PAGE EXTRACT:
※ ※ ※
I would note that if your graph is large enough you'll probably see these in 64-bit weights as well, although your graph would need to be pretty large, I would think.

Our implementation of Leiden/Louvain executes computations in parallel, there is no guarantee that the order of additions of floating point numbers will be consistent from call to call. If we have a cluster weight on the order of 1e-5, and we have an edge weight on the order of 1e-11, the order in which the additions occur will have subtle changes to the result. As an example that I saw in this data:

  1. We computed the delta modularity for vertex v to move into cluster c1 as 5.08771e-5, and the delta modularity to move into cluster c2 was 5.08771e-5 (with c1 < c2). A tie (the difference between them was exactly 0). Our tie breaking procedure is to pick the smaller cluster id, so we put the vertex v into cluster c1.
※ ※ ※
[Entries on finding named things]
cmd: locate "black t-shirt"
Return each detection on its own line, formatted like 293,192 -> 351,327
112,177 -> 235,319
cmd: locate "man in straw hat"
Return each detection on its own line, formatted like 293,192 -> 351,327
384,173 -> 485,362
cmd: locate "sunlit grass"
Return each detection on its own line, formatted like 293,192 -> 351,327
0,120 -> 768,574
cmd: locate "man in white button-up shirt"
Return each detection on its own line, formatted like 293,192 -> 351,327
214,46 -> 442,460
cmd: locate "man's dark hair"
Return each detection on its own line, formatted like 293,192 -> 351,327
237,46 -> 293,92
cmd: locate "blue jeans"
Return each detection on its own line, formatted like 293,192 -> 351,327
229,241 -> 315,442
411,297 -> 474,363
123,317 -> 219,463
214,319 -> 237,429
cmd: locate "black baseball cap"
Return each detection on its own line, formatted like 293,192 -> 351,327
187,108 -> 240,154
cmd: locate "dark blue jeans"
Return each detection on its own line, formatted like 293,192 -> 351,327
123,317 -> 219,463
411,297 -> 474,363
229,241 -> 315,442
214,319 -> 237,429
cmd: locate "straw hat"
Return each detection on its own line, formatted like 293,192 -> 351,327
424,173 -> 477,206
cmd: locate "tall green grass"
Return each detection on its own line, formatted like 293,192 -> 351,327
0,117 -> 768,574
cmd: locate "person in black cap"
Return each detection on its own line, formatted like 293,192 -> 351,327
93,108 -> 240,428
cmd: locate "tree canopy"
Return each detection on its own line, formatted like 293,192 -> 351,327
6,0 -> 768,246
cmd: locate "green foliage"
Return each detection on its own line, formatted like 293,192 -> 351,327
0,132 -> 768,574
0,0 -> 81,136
※ ※ ※
GOALS:
1) Put this sentence from the passage on Leiden/Louvain into Spanish: "Our tie breaking procedure is to pick the smaller cluster id, so we put the vertex v into cluster c1."
2) Return the part of the passage on Leiden/Louvain from "1. We computed" to "into cluster c1.", copied word for word.
This listing has no connection to the passage on Leiden/Louvain.

SOLUTIONS:
1) Nuestro procedimiento de desempate consiste en elegir el id de clúster más pequeño, así que colocamos el vértice v en el clúster c1.

2)
1. We computed the delta modularity for vertex v to move into cluster c1 as 5.08771e-5, and the delta modularity to move into cluster c2 was 5.08771e-5 (with c1 < c2). A tie (the difference between them was exactly 0). Our tie breaking procedure is to pick the smaller cluster id, so we put the vertex v into cluster c1.